REQUIREMENTS: Output all the entries word for word. Omit the pictures.
——————————
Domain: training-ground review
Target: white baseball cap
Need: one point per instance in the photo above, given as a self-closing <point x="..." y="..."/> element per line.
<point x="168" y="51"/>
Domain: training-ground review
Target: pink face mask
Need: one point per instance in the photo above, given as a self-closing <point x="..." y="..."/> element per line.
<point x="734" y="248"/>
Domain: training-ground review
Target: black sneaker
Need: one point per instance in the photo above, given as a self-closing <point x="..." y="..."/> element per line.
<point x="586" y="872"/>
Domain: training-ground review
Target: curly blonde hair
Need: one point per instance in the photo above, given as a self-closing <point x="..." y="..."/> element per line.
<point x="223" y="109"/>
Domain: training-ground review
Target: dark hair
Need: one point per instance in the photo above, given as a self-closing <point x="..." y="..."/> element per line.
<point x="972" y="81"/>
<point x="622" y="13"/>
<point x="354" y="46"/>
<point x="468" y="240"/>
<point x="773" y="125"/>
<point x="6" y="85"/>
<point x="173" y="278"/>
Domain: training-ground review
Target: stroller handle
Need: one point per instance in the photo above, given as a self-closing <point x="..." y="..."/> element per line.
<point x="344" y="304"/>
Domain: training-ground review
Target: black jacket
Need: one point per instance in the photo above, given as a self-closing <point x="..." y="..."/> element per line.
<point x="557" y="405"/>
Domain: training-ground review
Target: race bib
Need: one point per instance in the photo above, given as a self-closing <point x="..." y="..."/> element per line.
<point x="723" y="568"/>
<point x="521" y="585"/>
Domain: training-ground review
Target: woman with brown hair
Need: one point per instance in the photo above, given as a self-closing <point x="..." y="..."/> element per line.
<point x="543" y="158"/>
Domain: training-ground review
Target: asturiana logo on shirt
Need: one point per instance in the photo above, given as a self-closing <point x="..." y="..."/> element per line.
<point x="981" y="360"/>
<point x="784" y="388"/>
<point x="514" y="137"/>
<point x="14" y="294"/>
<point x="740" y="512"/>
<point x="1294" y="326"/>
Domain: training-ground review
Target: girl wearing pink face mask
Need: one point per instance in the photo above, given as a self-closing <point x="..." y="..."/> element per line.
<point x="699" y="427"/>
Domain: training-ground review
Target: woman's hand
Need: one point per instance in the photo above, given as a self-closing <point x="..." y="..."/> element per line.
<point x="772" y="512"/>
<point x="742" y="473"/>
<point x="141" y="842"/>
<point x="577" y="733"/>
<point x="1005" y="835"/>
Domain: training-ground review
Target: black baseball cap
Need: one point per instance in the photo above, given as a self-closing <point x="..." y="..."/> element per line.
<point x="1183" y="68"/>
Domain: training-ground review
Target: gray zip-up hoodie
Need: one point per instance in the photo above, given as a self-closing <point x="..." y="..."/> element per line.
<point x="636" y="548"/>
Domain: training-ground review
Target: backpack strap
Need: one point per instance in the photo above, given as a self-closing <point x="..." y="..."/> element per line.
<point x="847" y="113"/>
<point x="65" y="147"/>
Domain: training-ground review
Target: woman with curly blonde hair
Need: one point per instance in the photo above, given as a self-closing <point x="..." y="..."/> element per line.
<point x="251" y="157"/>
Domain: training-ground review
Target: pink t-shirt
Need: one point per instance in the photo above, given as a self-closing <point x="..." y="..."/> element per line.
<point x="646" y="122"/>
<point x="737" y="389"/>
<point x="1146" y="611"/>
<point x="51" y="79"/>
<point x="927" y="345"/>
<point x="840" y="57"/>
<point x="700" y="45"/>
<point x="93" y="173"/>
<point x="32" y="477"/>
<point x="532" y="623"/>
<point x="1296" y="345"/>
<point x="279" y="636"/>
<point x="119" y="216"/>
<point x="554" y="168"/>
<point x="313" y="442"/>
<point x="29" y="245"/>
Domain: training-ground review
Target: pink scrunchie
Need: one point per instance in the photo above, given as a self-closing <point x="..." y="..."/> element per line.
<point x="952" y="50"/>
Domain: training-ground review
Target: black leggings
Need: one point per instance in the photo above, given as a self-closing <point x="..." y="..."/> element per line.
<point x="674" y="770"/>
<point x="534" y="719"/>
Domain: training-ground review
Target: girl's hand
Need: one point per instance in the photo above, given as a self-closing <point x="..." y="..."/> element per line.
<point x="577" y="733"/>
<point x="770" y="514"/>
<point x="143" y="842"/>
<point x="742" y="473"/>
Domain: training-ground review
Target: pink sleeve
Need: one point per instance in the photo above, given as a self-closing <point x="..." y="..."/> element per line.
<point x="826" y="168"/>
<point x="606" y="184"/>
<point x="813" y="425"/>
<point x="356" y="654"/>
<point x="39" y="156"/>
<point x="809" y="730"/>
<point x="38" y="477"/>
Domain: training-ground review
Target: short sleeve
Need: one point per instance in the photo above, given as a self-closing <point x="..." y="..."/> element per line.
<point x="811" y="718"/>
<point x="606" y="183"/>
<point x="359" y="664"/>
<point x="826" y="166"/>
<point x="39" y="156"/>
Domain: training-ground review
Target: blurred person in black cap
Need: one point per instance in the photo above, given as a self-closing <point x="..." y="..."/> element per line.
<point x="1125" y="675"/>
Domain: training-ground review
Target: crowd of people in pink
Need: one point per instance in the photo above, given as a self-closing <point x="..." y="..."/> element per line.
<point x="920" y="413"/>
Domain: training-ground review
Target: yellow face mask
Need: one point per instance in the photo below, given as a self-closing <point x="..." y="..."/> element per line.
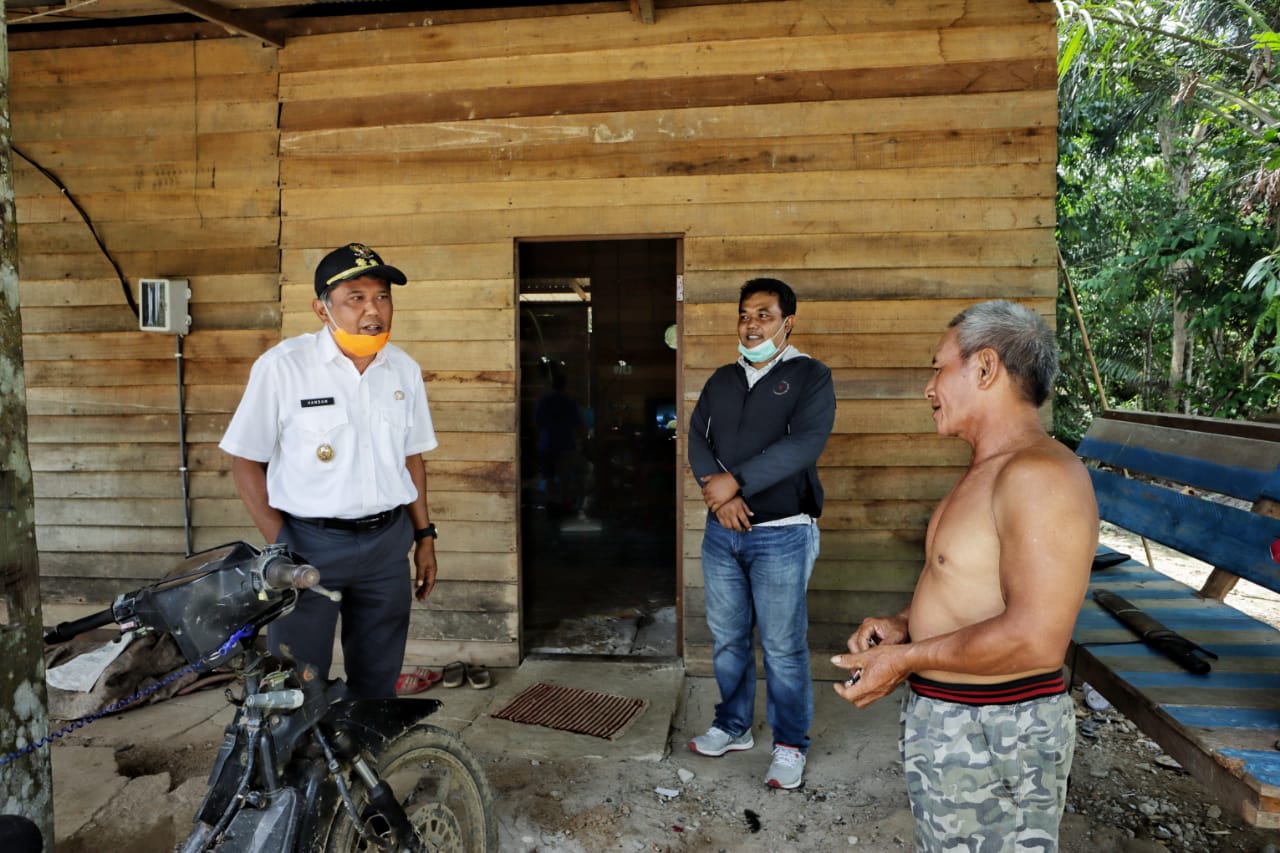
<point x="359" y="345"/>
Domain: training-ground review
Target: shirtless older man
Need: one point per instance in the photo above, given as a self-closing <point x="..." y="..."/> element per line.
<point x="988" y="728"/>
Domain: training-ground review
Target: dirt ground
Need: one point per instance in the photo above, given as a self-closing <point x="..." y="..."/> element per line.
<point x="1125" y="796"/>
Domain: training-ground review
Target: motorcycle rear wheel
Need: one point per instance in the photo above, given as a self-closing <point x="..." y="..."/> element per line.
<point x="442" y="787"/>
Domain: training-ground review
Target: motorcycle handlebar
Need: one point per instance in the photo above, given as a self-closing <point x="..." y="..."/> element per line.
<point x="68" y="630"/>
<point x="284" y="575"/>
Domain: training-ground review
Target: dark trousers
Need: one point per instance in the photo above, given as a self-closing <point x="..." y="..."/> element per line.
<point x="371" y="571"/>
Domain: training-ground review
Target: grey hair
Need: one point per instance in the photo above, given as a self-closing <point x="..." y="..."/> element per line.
——————————
TASK RESPONSE:
Domain: training-ground review
Target: white baseball cap
Need: one point per instance in the photo above, given as a self-closing <point x="..." y="..."/> element per line.
<point x="168" y="51"/>
Domain: training-ground review
Target: pink face mask
Need: one point per instance in the photo above, given as a self-closing <point x="..." y="..."/> element per line.
<point x="734" y="248"/>
Domain: training-ground review
Target: black sneaker
Need: one point per instance in the photo above, given as a self-closing <point x="..." y="..."/> element per line.
<point x="586" y="872"/>
Domain: training-ground review
Target: curly blonde hair
Need: one point per instance in the photo above, given as a self-closing <point x="..." y="..."/> element per line.
<point x="223" y="109"/>
Domain: training-ground review
Target: dark hair
Need: one point per instance in the photo above, given as a self-closing <point x="..." y="..."/> element per line.
<point x="972" y="81"/>
<point x="622" y="13"/>
<point x="354" y="46"/>
<point x="468" y="240"/>
<point x="773" y="125"/>
<point x="6" y="85"/>
<point x="173" y="278"/>
Domain: training-ground review
Target: stroller handle
Need: one point per instance in the photo above, given as a self-closing <point x="..." y="..."/> element per line.
<point x="344" y="304"/>
Domain: training-ground review
Target: black jacket
Need: one point per instance in the photo above, given as a self-closing <point x="..." y="..."/> element per line.
<point x="557" y="405"/>
Domain: training-ground review
Target: race bib
Need: one point per instance in the photo above, given as a self-closing <point x="..." y="..."/> element per line.
<point x="723" y="568"/>
<point x="521" y="585"/>
Domain: training-ground review
Target: woman with brown hair
Need: one point per instance in the photo above, given as a self-closing <point x="..." y="..."/> element per line.
<point x="543" y="158"/>
Domain: training-ground review
Target: asturiana logo on shirt
Need: one point per instance in the photo above, given as a self-closing <point x="..." y="..."/> element per line.
<point x="981" y="360"/>
<point x="784" y="388"/>
<point x="514" y="137"/>
<point x="14" y="294"/>
<point x="740" y="512"/>
<point x="1294" y="326"/>
Domain: training-ground review
Target: girl wearing pink face mask
Need: one point per instance in the photo above, given as a self-closing <point x="..." y="..."/> element per line.
<point x="699" y="427"/>
Domain: training-ground review
Target: woman's hand
Need: one point per instance in the photo above, given as a self-closing <point x="..." y="..."/> element per line.
<point x="772" y="512"/>
<point x="742" y="473"/>
<point x="141" y="842"/>
<point x="577" y="733"/>
<point x="1005" y="835"/>
Domain: training-ground review
Target: black baseball cap
Need: one point per instance in the photo above, given as a self-closing <point x="..." y="..."/> element per line.
<point x="1183" y="68"/>
Domain: training-ground review
Target: gray zip-up hoodie
Need: one point per instance in the photo above, given as a self-closing <point x="..." y="..."/> element per line.
<point x="636" y="548"/>
Domain: training-ground review
Target: backpack strap
Need: one point per instance in the photo above, given as a self-closing <point x="..." y="..."/> element per line.
<point x="847" y="113"/>
<point x="65" y="147"/>
Domain: training-ground review
Target: woman with curly blonde hair
Need: one point per instance in the photo above, given as a self-closing <point x="..." y="..."/> element per line.
<point x="251" y="157"/>
Domain: training-ground review
Target: pink t-shirt
Need: one point per instance in the photo above, given as a self-closing <point x="..." y="..."/> element per line.
<point x="646" y="122"/>
<point x="737" y="389"/>
<point x="1146" y="611"/>
<point x="51" y="79"/>
<point x="927" y="345"/>
<point x="840" y="57"/>
<point x="700" y="45"/>
<point x="93" y="173"/>
<point x="32" y="477"/>
<point x="532" y="623"/>
<point x="1296" y="345"/>
<point x="279" y="636"/>
<point x="119" y="216"/>
<point x="554" y="168"/>
<point x="313" y="442"/>
<point x="29" y="245"/>
Domain: training-ground review
Target: pink scrunchie
Need: one point per instance in the photo above, given as a self-closing <point x="..." y="..."/> element per line.
<point x="952" y="50"/>
Domain: training-ground review
Target: black leggings
Need: one point per instance in the photo above, given as a self-closing <point x="..." y="..."/> element per line.
<point x="674" y="770"/>
<point x="534" y="719"/>
Domain: training-ground review
Target: girl's hand
Need: one point per instance in the photo above, given as a self-closing <point x="..." y="..."/> element per line.
<point x="577" y="733"/>
<point x="770" y="514"/>
<point x="143" y="842"/>
<point x="742" y="473"/>
Domain: training-ground review
Target: pink sleeve
Need: one point per instance in the photo above, given as a self-closing <point x="..." y="..."/> element per line.
<point x="826" y="168"/>
<point x="606" y="184"/>
<point x="813" y="425"/>
<point x="356" y="654"/>
<point x="39" y="156"/>
<point x="809" y="730"/>
<point x="38" y="477"/>
Domain: training-ground review
Target: short sleeve
Need: one point per instance in the photo above, given as a self-closing <point x="..." y="..."/> element per line.
<point x="811" y="718"/>
<point x="606" y="183"/>
<point x="359" y="664"/>
<point x="826" y="166"/>
<point x="39" y="156"/>
Domain: training-ground review
Target: blurred person in black cap
Need: one point per instance in the photo above, given as a self-closing <point x="..." y="..."/> element per line.
<point x="1125" y="675"/>
Domain: training-ground review
Target: crowd of people in pink
Need: one point per instance in the photo above, given as a self-closing <point x="..." y="..."/> element per line.
<point x="920" y="413"/>
Domain: training-ground review
Target: yellow face mask
Need: one point per instance in the photo below, given as a self-closing <point x="..." y="..."/> element per line.
<point x="359" y="345"/>
Domain: training-ground review
Target: shirtless older man
Need: one point per instance in the photo above, given as a self-closing <point x="..." y="..."/> element per line.
<point x="988" y="728"/>
Domain: training-ground review
Target: dirt ground
Need: one point per instance in the photo above, given as a self-closing <point x="..." y="..."/> element per line.
<point x="1125" y="796"/>
Domain: training-ground review
Target: motorcycle rear wheel
Need: one point per instance in the photo above, given as a self-closing <point x="..." y="..."/> element per line.
<point x="442" y="787"/>
Domain: training-ground review
Target: motorcycle handlebar
Need: one point per instance in the photo above, given as a self-closing <point x="..." y="..."/> element per line.
<point x="68" y="630"/>
<point x="284" y="575"/>
Domain: training-ground review
Target: dark trousers
Need: one point per instance in the photo above, given as a self-closing <point x="..." y="..."/> element per line.
<point x="371" y="571"/>
Domain: training-ground review
Target: grey hair
Need: one point per instance in the photo above, given as a self-closing <point x="..." y="..."/> element per line.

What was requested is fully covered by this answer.